#### Excerpt:
Skip to main content eteppo

Automatic Subgrouped Summaries (Table 1) in R

Published: 2023-08-04
Updated: 2023-08-04

The so-called Table 1 often contains summaries of some descriptive variables of the units of the datasets. Table 2 then shows the results of some model fit. (And the cleverly named “Table 2 fallacy” means that you wrongly interpret all parameters from your model causally.)

It is always best to use proper packages to do things for you but how could you write a function to make that table automatically? A good general solution could definitely speed things up a lot. Here’s an example.

# First have a function that computes every summary you can imagine
# on all of the variables in your dataset.
summarize_variables <- function(data, 
                                # It's good to keep ID variables on board
                                # even though you need to ignore them all the time.
                                id_var_names, 
                                # Metadata for variables includes 
                                # units of measurement and
                                # human-readable names to use in the table.
                                variable_meta_file,
                                name_variable,
                                unit_variable,
                                description_variable) {

  id_presence <- data %>%
    summarize_ids(id_var_names = id_var_names)

  missingness <- data %>%
    summarize_missingness(id_var_names = id_var_names)

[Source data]
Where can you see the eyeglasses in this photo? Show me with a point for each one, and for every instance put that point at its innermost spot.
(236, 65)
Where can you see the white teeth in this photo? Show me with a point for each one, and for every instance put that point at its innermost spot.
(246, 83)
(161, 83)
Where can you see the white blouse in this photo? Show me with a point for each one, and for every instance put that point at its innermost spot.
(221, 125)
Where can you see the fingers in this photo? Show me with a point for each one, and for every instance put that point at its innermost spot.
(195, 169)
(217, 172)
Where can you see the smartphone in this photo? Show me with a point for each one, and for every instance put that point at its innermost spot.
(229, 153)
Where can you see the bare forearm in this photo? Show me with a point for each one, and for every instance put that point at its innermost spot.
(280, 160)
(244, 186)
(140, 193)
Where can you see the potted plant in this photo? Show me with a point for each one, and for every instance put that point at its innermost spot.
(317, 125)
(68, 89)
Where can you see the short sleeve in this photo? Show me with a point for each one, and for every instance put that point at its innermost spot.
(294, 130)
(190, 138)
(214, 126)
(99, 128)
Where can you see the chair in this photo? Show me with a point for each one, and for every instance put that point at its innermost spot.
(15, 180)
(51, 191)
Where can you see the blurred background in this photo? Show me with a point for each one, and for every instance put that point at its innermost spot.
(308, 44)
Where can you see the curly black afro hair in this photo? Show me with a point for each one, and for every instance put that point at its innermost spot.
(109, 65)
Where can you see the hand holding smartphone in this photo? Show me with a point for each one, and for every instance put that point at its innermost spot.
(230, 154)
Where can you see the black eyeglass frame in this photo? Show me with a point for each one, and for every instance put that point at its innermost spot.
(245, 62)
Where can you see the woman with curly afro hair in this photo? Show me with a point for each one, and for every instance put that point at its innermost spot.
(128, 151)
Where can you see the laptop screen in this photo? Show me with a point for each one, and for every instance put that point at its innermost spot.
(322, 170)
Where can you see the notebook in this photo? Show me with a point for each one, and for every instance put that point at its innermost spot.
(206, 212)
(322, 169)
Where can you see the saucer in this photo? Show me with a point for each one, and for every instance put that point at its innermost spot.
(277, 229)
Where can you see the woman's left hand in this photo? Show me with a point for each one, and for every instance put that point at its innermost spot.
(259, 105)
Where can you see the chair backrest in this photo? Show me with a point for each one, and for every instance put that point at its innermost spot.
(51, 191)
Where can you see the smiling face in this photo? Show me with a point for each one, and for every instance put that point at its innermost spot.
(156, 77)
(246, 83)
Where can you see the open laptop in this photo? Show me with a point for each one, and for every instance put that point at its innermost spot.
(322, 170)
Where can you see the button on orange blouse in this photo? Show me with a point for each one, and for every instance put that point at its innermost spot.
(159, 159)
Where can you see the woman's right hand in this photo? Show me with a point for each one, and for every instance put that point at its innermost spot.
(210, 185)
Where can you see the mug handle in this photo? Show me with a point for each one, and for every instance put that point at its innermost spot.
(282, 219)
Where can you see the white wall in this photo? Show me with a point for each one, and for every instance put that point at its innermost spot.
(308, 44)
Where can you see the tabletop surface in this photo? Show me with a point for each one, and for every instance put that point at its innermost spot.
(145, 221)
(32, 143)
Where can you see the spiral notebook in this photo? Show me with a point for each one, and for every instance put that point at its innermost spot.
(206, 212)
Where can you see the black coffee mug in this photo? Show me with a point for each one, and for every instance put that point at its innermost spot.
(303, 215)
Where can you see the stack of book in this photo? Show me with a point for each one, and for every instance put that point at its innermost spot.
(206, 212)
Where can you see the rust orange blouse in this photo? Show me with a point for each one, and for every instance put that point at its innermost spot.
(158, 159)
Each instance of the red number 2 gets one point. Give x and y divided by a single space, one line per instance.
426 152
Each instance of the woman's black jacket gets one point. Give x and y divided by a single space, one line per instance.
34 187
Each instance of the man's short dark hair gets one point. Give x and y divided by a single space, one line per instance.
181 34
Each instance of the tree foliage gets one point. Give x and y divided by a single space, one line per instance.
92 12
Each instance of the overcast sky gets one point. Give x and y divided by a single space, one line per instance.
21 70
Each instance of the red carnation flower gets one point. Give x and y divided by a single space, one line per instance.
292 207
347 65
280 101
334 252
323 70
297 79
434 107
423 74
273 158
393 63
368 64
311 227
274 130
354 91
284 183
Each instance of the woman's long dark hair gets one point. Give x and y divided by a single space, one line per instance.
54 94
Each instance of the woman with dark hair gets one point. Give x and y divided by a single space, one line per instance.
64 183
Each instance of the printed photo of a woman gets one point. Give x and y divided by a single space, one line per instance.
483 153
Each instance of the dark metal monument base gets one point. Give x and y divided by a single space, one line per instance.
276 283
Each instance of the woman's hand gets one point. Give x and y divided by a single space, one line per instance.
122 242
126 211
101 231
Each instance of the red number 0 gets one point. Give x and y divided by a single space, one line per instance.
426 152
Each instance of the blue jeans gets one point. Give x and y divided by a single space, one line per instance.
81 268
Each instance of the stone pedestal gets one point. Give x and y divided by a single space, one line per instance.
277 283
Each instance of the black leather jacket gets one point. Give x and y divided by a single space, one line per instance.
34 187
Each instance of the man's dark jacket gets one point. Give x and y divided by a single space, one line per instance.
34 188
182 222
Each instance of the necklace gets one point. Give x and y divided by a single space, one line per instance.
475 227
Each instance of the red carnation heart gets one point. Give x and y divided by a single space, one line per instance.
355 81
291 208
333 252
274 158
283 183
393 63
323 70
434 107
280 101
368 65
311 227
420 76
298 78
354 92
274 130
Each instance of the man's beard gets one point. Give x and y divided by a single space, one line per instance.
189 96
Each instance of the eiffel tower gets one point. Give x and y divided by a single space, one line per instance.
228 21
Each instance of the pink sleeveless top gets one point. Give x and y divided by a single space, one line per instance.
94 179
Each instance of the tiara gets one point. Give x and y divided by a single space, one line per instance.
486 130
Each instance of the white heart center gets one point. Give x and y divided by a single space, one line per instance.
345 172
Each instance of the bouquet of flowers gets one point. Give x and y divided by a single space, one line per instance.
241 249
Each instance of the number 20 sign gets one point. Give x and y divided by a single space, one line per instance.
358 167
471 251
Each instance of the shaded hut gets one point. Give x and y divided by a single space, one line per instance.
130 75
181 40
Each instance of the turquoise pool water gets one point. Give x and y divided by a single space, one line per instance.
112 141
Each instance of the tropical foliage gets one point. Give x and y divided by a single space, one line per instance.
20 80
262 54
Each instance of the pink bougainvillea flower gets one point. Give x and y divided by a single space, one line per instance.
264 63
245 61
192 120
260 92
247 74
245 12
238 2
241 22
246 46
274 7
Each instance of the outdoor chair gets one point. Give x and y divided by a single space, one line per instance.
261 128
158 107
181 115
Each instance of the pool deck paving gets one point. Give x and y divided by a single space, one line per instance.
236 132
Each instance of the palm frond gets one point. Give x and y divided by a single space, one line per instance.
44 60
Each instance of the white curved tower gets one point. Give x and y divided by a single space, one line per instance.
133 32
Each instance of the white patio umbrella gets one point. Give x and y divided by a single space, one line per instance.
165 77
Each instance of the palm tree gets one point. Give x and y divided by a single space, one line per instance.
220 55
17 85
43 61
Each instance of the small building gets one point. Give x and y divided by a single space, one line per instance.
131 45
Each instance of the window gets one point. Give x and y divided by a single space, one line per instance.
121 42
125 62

#### Work instructions:
1 - According to the Table 1 article, what does the "Table 2 fallacy" mean?
2 - Write out everything in the Table 1 article from "It is always" down to "Here’s an example.", word for word.
3 - Pick up the Table 1 article after its last line and carry it on.
The source data is separate material and not part of the Table 1 article.

#### Responses per task:
1 - Wrongly interpreting all parameters from your model causally.

2 -
It is always best to use proper packages to do things for you but how could you write a function to make that table automatically? A good general solution could definitely speed things up a lot. Here’s an example.

3 -
  numerics <- data %>%
    summarize_numerics(
      id_var_names = id_var_names, 
      variable_meta_file = variable_meta_file,
      name_variable = {{ name_variable }},
      unit_variable = {{ unit_variable }}
    )

  discretes <- data %>%
    summarize_discretes(id_var_names = id_var_names)

  summaries <- bind_rows(id_presence, missingness, discretes, numerics) %>%
    arrange(variable, unit, measure)
  
  return(summaries)
  
}

# One function deals with different kinds of values.
summarize_ids <- function(data, id_var_names) {

  summary_functions <- list(
    count = function(x) { n_unique(x) },
    proportion = function(x) { n_unique(x) / length(x) },
    percentage = function(x) { (n_unique(x) / length(x)) * 100 }
  )

  summary <- data %>%
    select(any_of(id_var_names)) %>%
    pivot_longer(
      cols = everything(), 
      names_to = "variable", 
      values_to = "value"
    ) %>%
    group_by(variable) %>%
    summarize(
      across(value, summary_functions, .names = "{.fn}") 
    ) %>%
    pivot_longer(
      cols = -variable, 
      names_to = "measure", 
      values_to = "value"
    ) %>%
    mutate(unit = "Identity") %>%
    select(variable, unit, measure, value)
  
  return(summary)

}

summarize_missingness <- function(data, id_var_names) {
  
  summary_functions <- list(
    count = function(x) { sum(x) },
    proportion = function(x) { sum(x) / length(x) },
    percentage = function(x) { (sum(x) / length(x)) * 100 }
  )
  
  summary <- data %>%
    select(-any_of(id_var_names)) %>%
    mutate(across(
      everything(),
      is.na
    )) %>%
    pivot_longer(
      cols = everything(), 
      names_to = "variable", 
      values_to = "value"
    ) %>%
    group_by(variable) %>%
    summarize(
      across(value, summary_functions, .names = "{.fn}") 
    ) %>%
    pivot_longer(
      cols = -variable, 
      names_to = "measure", 
      values_to = "value"
    ) %>%
    mutate(unit = "Missing") %>%
    select(variable, unit, measure, value)
  
  return(summary)
  
}

summarize_numerics <- function(data, 
                               id_var_names, 
                               variable_meta_file,
                               name_variable,
                               unit_variable) {
  
  has_numerics <- data %>%
    map_lgl(is.numeric) %>%
    any()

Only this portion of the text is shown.